## WHAT TO WORK ON
Update the records below by swapping "asphalt road" for "paved road" wherever it occurs, leaving every other part untouched.

## DATA PROVIDED
────────────────

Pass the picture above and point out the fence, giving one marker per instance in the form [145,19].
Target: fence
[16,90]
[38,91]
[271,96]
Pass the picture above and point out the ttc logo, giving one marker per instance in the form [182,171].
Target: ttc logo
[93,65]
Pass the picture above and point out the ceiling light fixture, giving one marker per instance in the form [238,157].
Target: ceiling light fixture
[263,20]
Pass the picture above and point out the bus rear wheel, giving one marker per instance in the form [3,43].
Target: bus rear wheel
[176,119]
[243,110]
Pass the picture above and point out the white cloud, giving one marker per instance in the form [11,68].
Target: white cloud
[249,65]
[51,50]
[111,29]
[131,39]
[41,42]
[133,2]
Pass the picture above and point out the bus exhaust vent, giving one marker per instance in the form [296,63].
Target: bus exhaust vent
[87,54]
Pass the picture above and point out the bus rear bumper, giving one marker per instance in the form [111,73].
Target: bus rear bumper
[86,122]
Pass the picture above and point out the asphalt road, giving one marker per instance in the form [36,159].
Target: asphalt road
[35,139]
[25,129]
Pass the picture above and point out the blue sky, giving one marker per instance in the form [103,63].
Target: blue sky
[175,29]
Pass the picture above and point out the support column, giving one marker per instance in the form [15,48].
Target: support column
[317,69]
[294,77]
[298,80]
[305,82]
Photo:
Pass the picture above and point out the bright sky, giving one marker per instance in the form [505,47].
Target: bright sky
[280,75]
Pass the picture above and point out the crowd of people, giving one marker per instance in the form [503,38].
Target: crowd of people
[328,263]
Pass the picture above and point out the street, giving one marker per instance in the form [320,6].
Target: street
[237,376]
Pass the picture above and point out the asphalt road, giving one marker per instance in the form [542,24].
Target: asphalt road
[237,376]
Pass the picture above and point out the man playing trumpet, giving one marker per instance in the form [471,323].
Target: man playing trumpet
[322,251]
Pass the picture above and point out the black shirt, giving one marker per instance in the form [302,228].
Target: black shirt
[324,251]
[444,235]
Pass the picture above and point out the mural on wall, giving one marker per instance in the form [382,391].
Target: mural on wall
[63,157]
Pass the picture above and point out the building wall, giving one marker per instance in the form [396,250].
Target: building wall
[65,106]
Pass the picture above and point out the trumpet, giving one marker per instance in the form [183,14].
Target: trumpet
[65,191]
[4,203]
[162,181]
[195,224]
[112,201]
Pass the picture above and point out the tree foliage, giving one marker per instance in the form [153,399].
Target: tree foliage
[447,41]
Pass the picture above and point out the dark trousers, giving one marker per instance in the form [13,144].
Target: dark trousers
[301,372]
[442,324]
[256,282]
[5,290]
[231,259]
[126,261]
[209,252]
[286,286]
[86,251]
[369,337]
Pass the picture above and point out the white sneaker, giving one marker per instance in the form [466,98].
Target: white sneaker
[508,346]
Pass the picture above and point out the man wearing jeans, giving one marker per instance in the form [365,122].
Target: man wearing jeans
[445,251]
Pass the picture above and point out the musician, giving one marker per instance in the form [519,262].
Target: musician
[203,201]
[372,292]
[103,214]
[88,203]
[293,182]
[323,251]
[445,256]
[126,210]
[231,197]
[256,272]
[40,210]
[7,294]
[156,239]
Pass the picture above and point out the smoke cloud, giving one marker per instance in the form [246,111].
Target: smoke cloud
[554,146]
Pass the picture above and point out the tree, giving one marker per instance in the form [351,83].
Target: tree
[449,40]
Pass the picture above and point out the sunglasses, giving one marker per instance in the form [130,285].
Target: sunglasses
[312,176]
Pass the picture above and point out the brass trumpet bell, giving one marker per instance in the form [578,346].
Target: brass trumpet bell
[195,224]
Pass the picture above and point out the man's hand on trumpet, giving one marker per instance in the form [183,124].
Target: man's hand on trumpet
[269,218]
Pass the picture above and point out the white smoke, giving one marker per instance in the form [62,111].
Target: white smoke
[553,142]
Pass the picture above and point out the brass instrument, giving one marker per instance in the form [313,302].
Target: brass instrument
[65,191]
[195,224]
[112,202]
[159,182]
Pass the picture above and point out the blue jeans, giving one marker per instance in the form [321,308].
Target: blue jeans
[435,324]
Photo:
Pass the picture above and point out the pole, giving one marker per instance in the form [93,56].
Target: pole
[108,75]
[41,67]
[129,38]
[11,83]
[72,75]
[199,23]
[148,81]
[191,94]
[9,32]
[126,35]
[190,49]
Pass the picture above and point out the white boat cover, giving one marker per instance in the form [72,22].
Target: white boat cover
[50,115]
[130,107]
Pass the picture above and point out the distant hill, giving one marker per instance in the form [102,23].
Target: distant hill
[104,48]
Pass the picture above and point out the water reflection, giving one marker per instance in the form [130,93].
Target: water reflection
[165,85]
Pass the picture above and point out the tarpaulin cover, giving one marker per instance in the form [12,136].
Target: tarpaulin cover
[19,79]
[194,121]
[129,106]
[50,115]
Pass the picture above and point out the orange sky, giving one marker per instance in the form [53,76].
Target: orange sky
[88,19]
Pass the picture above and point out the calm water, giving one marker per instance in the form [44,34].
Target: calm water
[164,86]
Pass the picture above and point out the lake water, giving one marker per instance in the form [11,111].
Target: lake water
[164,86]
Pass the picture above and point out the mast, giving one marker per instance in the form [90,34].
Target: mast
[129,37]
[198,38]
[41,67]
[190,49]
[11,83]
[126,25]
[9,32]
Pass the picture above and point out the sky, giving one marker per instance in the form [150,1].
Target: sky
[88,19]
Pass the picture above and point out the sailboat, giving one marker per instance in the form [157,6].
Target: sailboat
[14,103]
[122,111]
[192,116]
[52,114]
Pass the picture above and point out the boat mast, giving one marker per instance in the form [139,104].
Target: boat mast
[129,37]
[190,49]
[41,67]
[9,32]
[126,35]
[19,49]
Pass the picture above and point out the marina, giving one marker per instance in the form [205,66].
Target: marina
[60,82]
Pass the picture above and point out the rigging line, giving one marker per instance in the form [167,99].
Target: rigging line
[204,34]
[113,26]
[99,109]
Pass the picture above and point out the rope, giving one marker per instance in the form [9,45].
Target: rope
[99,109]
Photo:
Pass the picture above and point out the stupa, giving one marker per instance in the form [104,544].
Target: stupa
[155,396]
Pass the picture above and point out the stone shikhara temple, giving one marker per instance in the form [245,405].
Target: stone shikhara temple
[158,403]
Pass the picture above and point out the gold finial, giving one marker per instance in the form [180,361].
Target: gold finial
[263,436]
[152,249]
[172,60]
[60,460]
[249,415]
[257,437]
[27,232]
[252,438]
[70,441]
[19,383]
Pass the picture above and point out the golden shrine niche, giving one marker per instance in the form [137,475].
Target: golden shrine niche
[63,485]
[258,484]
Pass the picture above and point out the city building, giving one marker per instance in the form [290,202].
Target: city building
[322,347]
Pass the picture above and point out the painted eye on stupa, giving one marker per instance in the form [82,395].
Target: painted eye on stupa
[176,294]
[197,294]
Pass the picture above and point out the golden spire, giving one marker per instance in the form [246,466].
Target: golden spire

────────────────

## SOLUTION TO THIS TASK
Pass the picture above and point out the fence, giving one marker per instance in the form [145,19].
Target: fence
[16,90]
[38,91]
[271,96]
Pass the picture above and point out the ttc logo, giving one marker per instance in the form [182,171].
Target: ttc logo
[93,65]
Pass the picture above and point out the ceiling light fixture, giving one marker per instance in the form [238,157].
Target: ceiling light fixture
[263,20]
Pass the picture above and point out the bus rear wheel, giving one marker per instance in the form [3,43].
Target: bus rear wheel
[176,119]
[243,110]
Pass the picture above and point out the white cloud, giving one marker per instance in the form [11,68].
Target: white cloud
[249,65]
[51,50]
[111,29]
[131,39]
[41,42]
[133,2]
Pass the picture above and point out the bus exhaust vent, giving one marker per instance in the form [296,63].
Target: bus exhaust vent
[87,54]
Pass the picture above and point out the bus rear bumper, giving one marker per instance in the form [111,73].
Target: bus rear bumper
[86,122]
Pass the picture above and point out the paved road, giving one marker per instance in the form [36,159].
Target: paved road
[35,139]
[25,129]
Pass the picture above and point out the blue sky, giving one marker per instance in the form [103,63].
Target: blue sky
[175,29]
Pass the picture above and point out the support column, giving one marker per instance in the form [15,48].
Target: support column
[317,69]
[294,77]
[298,80]
[305,82]
Photo:
Pass the picture above and point out the bright sky, giving one marker per instance in the form [505,47].
Target: bright sky
[280,75]
Pass the picture above and point out the crowd of people, giving one marker per instance in the form [503,38].
Target: crowd of people
[328,263]
Pass the picture above and point out the street, giving one marker per instance in the form [320,6].
Target: street
[237,376]
Pass the picture above and point out the paved road, giving one marker per instance in the form [542,24].
Target: paved road
[237,376]
Pass the picture above and point out the man playing trumpet, giving one marker per instance in the form [471,323].
Target: man playing trumpet
[322,251]
Pass the picture above and point out the black shirt, giving one marker per instance in the form [302,228].
Target: black shirt
[324,251]
[444,235]
Pass the picture above and point out the mural on wall, giving one marker per instance in the form [382,391].
Target: mural on wall
[63,157]
Pass the picture above and point out the building wall, giving one marker per instance in the form [396,250].
Target: building wall
[65,106]
Pass the picture above and point out the trumpet, giving one marker per instance in the form [183,14].
Target: trumpet
[65,191]
[4,203]
[162,181]
[195,224]
[112,201]
Pass the picture above and point out the tree foliage, giving one marker per instance in the form [153,399].
Target: tree foliage
[447,41]
Pass the picture above and point out the dark trousers, giving one marker per instance in the form [13,144].
Target: dark trousers
[301,372]
[442,324]
[256,282]
[5,290]
[231,259]
[126,261]
[209,252]
[286,286]
[86,251]
[369,337]
Pass the picture above and point out the white sneaker, giving one marker per instance in the form [466,98].
Target: white sneaker
[508,346]
Pass the picture above and point out the man wearing jeans, giving one marker per instance in the form [365,122].
Target: man wearing jeans
[445,251]
Pass the picture above and point out the musician, giving one marker per instance in the form [519,262].
Target: musician
[203,201]
[372,292]
[103,214]
[88,203]
[293,182]
[323,251]
[445,256]
[126,210]
[231,197]
[256,272]
[40,210]
[7,294]
[156,239]
Pass the picture above and point out the smoke cloud, giving one marker per instance in the form [246,111].
Target: smoke cloud
[554,146]
Pass the picture above and point out the tree, giving one marker per instance in the form [351,83].
Target: tree
[449,40]
Pass the picture above and point out the sunglasses, giving one marker per instance in the form [130,285].
Target: sunglasses
[312,176]
Pass the picture above and point out the brass trumpet bell, giving one marker per instance in the form [578,346].
Target: brass trumpet bell
[195,224]
Pass the picture above and point out the man's hand on trumpet, giving one marker per instance in the form [183,124].
Target: man's hand on trumpet
[269,218]
Pass the picture above and point out the white smoke, giving one marker per instance in the form [62,111].
Target: white smoke
[553,142]
Pass the picture above and point out the brass instrument, giving one marker per instance in the form [313,302].
Target: brass instrument
[65,191]
[195,224]
[112,202]
[159,182]
Pass the picture above and point out the blue jeans, giving one marker per instance in the form [321,308].
Target: blue jeans
[435,324]
Photo:
Pass the picture above and point out the pole, giving one marker per instance in the form [93,56].
Target: pole
[108,75]
[41,67]
[129,38]
[11,83]
[72,75]
[199,23]
[148,81]
[191,94]
[9,32]
[126,35]
[190,49]
Pass the picture above and point out the white boat cover, giving one marker per instance in the form [72,22].
Target: white boat cover
[50,115]
[130,107]
Pass the picture above and point out the distant hill, giving one marker per instance in the form [102,23].
Target: distant hill
[104,48]
Pass the picture above and point out the water reflection, giving one marker per instance in the form [130,93].
Target: water reflection
[165,85]
Pass the picture above and point out the tarpaulin cover, giving one marker per instance in the form [12,136].
Target: tarpaulin cover
[19,79]
[194,121]
[129,106]
[50,115]
Pass the picture above and point out the orange sky, giving one marker per instance in the form [53,76].
Target: orange sky
[88,19]
Pass the picture above and point out the calm water, giving one marker per instance in the form [44,34].
Target: calm water
[164,86]
Pass the picture above and point out the lake water, giving one marker per instance in the form [11,111].
Target: lake water
[164,86]
Pass the picture above and point out the mast, giving one marker per instance in the form [90,34].
Target: mast
[129,37]
[198,38]
[41,67]
[190,49]
[11,83]
[126,25]
[9,32]
Pass the picture above and point out the sky, giving one marker per instance in the form [150,1].
Target: sky
[88,19]
Pass the picture above and point out the sailboat, giving one marker per instance in the form [157,6].
Target: sailboat
[14,103]
[122,111]
[192,116]
[52,114]
Pass the picture above and point out the boat mast, giving one marker per instance in the form [139,104].
Target: boat mast
[129,37]
[190,49]
[41,67]
[9,32]
[126,35]
[19,49]
Pass the picture above and point out the marina, giving one marker per instance in the form [205,66].
Target: marina
[60,82]
Pass the picture above and point out the rigging line, giving one marker per instance in the form [167,99].
Target: rigging line
[204,34]
[113,26]
[99,109]
Pass the picture above and point out the rope, giving one marker per instance in the form [9,45].
Target: rope
[99,109]
Photo:
Pass the picture above and point out the stupa, giving one marker per instance in the form [104,544].
Target: stupa
[155,396]
Pass the picture above and point out the stone shikhara temple, giving one marker per instance in the form [245,405].
Target: stone shikhara temple
[158,403]
Pass the picture above and point out the gold finial, giving one marker per instance in the form [180,361].
Target: gold finial
[263,436]
[152,249]
[172,60]
[60,460]
[249,415]
[257,437]
[27,232]
[252,438]
[70,441]
[19,383]
Pass the picture above and point out the golden shrine niche, giving one marker per instance in the form [137,475].
Target: golden shrine niche
[63,485]
[258,484]
Pass the picture above and point out the city building, giving one marker per instance in the form [290,202].
Target: city building
[322,347]
Pass the picture above and point out the painted eye on stupa, giving one marker per instance in the form [82,395].
Target: painted eye on stupa
[176,294]
[197,294]
Pass the picture above and point out the golden spire, giving one marker per instance in the form [246,466].
Target: golden spire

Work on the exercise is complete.